*SHORT PROBLEM:* Print the lines of the records verbatim, from the line containing "roof** -> outlines;" through the final line of the records, with both of those lines included.

*SUPPLIED MATERIAL:*

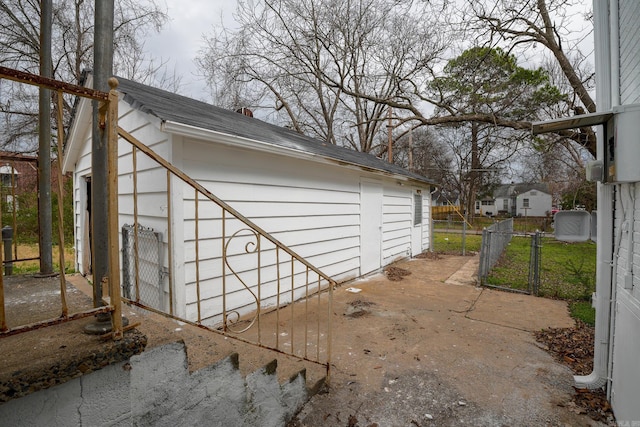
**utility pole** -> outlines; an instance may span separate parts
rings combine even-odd
[[[113,73],[113,0],[95,0],[93,88],[109,91]],[[91,150],[91,222],[93,303],[102,305],[102,280],[109,276],[109,230],[107,215],[107,131],[99,123],[98,101],[93,101]],[[114,272],[118,274],[118,272]]]
[[[409,129],[409,172],[413,172],[413,128]]]
[[[391,108],[391,106],[389,106],[388,110],[387,110],[387,114],[389,116],[389,124],[387,124],[387,133],[389,135],[389,148],[387,149],[388,153],[389,153],[389,163],[393,163],[393,124],[392,124],[392,117],[393,117],[393,113],[392,113],[393,109]]]
[[[42,0],[40,11],[40,75],[51,78],[52,1]],[[51,91],[40,88],[38,115],[38,225],[41,276],[53,274],[51,217]],[[63,250],[60,248],[60,250]]]

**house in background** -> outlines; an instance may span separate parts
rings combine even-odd
[[[430,247],[431,180],[366,153],[132,81],[121,79],[118,91],[121,128],[334,280],[378,271]],[[64,170],[73,172],[76,268],[83,273],[90,273],[91,259],[90,116],[91,103],[81,100],[64,158]],[[215,282],[222,274],[220,239],[213,236],[220,212],[206,211],[209,226],[200,233],[208,252],[196,271],[193,190],[167,184],[165,171],[142,156],[134,178],[132,150],[123,140],[118,156],[120,228],[134,223],[137,198],[139,225],[157,240],[152,246],[159,252],[153,258],[161,291],[148,304],[162,310],[173,304],[174,313],[192,320],[197,276]],[[162,293],[169,277],[177,292],[172,302]],[[220,294],[207,298],[207,316],[213,318]]]
[[[503,184],[491,195],[476,200],[477,215],[543,217],[551,214],[552,196],[547,184]]]
[[[598,181],[593,372],[575,382],[606,388],[618,424],[634,425],[640,421],[640,2],[594,1],[593,17],[598,112],[534,123],[533,131],[597,126],[597,160],[587,168]]]

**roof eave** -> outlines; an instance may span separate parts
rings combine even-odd
[[[282,147],[280,145],[272,144],[269,142],[244,138],[237,135],[231,135],[228,133],[218,132],[218,131],[209,130],[209,129],[203,129],[197,126],[187,125],[184,123],[174,122],[170,120],[166,120],[162,122],[161,130],[164,132],[172,133],[172,134],[178,134],[182,136],[188,136],[188,137],[193,137],[193,138],[198,138],[203,140],[215,139],[216,142],[220,144],[229,145],[233,147],[257,150],[264,153],[279,154],[282,156],[287,156],[295,159],[310,160],[310,161],[323,163],[323,164],[333,164],[333,165],[337,164],[343,167],[348,167],[353,170],[364,170],[369,172],[375,172],[378,174],[382,173],[392,179],[396,179],[402,182],[412,182],[417,185],[435,185],[435,183],[433,182],[420,181],[410,176],[395,174],[395,173],[385,171],[383,169],[379,169],[375,167],[363,166],[363,165],[349,162],[346,160],[335,159],[327,156],[320,156],[317,154],[308,153],[306,151],[296,150],[288,147]]]

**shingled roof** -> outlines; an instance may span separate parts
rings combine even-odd
[[[273,144],[290,150],[346,162],[364,169],[373,169],[434,184],[433,180],[381,160],[371,154],[350,150],[323,142],[257,118],[181,96],[151,86],[118,78],[118,91],[133,108],[162,121],[175,122],[200,129],[220,132],[249,140]]]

*OUTPUT:*
**shingled roof** -> outlines; an instance may span separate parts
rings combine even-odd
[[[273,144],[290,150],[346,162],[364,169],[373,169],[434,184],[433,180],[381,160],[371,154],[350,150],[323,142],[257,118],[181,96],[151,86],[118,78],[118,91],[133,108],[162,121],[175,122],[200,129],[220,132],[249,140]]]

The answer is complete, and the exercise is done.